— Your instructions —
Count how many lines below contain the string "bare", and reply with only that number.

— Records supplied —

┌──

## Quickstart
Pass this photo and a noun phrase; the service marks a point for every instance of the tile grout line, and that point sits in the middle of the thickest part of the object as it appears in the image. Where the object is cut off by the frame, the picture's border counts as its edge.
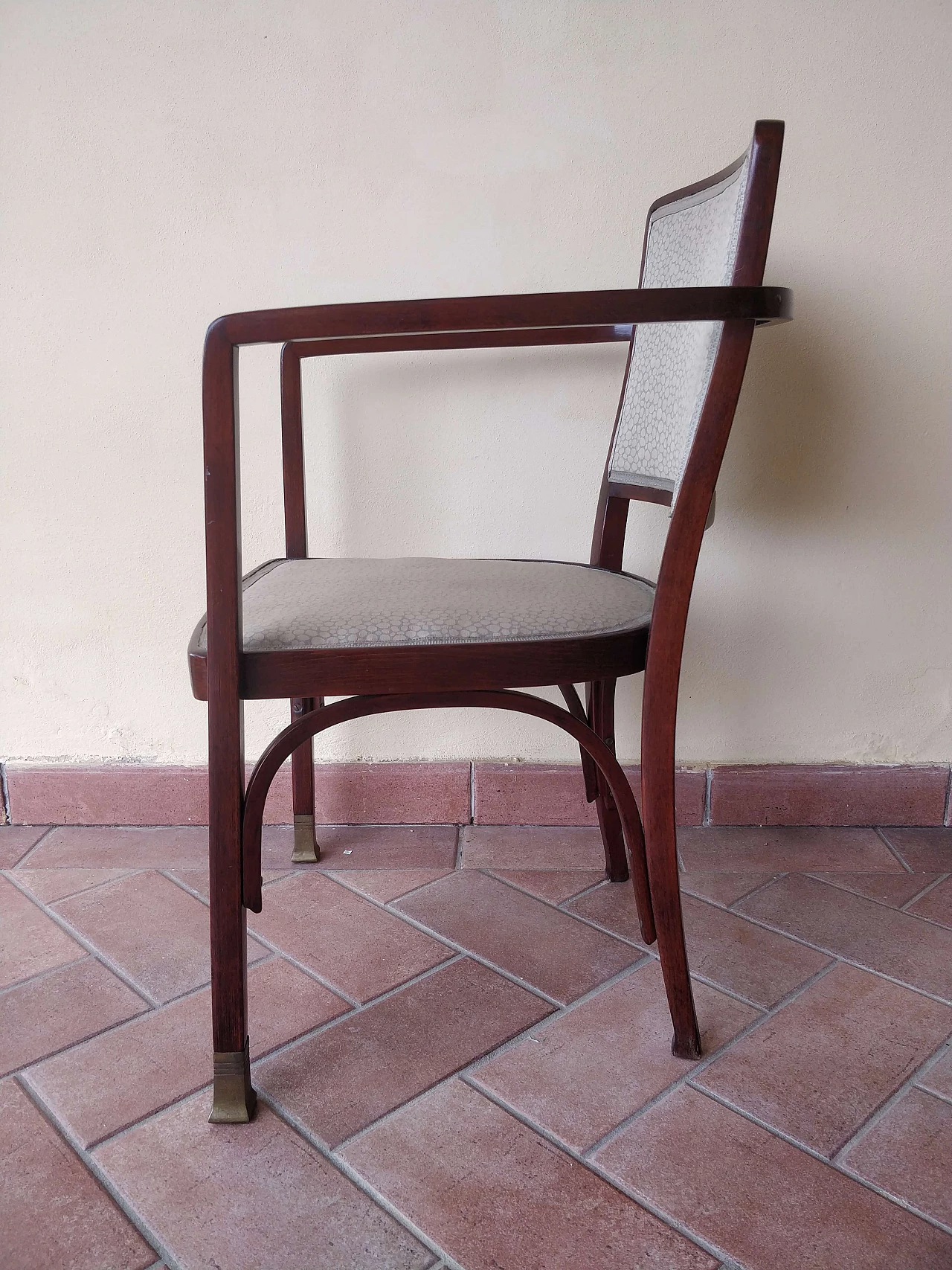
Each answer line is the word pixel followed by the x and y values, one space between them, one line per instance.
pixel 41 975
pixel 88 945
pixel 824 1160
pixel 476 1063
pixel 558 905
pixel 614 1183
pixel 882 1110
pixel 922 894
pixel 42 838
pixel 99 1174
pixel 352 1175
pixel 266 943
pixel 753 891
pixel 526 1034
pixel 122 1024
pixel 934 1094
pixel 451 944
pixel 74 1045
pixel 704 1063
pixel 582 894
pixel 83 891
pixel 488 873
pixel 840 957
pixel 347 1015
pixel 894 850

└──
┌──

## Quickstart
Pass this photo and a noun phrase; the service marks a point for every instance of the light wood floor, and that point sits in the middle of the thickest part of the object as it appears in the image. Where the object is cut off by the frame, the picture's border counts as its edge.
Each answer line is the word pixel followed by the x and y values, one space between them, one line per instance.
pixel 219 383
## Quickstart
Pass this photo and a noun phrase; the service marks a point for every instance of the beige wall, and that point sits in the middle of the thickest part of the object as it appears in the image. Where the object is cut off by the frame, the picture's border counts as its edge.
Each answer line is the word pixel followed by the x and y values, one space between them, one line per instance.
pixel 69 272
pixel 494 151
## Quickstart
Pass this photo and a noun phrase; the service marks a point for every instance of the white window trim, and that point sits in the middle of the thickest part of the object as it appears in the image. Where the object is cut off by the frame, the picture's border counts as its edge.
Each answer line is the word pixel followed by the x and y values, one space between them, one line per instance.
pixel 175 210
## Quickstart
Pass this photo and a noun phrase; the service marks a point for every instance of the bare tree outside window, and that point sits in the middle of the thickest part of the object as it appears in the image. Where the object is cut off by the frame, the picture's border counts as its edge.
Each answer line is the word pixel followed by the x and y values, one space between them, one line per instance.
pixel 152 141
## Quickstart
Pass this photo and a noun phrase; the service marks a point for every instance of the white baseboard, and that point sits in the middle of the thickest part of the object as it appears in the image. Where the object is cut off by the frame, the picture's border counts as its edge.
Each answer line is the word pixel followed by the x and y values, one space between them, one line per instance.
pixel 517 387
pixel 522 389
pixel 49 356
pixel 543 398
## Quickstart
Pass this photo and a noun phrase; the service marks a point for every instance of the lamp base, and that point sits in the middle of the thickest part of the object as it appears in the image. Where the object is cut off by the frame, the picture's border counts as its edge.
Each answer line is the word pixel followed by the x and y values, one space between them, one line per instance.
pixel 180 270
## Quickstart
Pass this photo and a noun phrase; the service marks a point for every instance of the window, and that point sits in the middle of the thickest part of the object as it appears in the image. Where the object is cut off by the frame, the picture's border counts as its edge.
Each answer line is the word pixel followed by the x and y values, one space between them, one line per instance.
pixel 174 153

└──
┌──

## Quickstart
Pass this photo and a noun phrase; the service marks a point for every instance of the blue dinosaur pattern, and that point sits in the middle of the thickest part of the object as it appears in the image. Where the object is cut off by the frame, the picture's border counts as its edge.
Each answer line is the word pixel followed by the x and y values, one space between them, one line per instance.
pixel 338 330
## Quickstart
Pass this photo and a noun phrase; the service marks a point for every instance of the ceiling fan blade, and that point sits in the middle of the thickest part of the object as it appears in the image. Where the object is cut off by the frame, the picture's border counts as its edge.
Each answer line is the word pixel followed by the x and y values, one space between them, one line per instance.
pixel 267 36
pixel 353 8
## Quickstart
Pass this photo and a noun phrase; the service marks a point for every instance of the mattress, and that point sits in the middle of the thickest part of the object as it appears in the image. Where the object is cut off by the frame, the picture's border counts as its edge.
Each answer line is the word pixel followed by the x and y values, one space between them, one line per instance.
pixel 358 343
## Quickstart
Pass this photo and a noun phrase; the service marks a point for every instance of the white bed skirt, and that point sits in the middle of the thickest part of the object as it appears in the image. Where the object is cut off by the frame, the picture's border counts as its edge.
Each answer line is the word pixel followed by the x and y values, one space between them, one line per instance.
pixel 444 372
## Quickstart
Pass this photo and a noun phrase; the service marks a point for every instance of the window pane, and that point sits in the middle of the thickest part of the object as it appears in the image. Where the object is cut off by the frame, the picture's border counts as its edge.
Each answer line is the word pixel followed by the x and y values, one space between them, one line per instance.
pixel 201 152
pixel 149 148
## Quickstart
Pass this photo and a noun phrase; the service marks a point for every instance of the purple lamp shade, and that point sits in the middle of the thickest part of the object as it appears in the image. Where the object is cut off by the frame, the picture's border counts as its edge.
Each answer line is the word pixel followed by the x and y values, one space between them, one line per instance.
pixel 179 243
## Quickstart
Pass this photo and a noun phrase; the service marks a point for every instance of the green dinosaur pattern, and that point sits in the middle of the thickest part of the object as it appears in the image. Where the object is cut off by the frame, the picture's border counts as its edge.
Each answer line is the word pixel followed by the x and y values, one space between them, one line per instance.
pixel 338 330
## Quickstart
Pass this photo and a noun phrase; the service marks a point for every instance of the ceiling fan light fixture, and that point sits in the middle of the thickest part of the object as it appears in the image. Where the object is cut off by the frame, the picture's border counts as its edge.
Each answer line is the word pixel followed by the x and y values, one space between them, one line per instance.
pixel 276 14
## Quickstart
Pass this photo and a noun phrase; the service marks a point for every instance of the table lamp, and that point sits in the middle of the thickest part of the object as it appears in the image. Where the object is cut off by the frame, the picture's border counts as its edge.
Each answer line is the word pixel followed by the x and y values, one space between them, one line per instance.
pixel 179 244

└──

— The reply —
1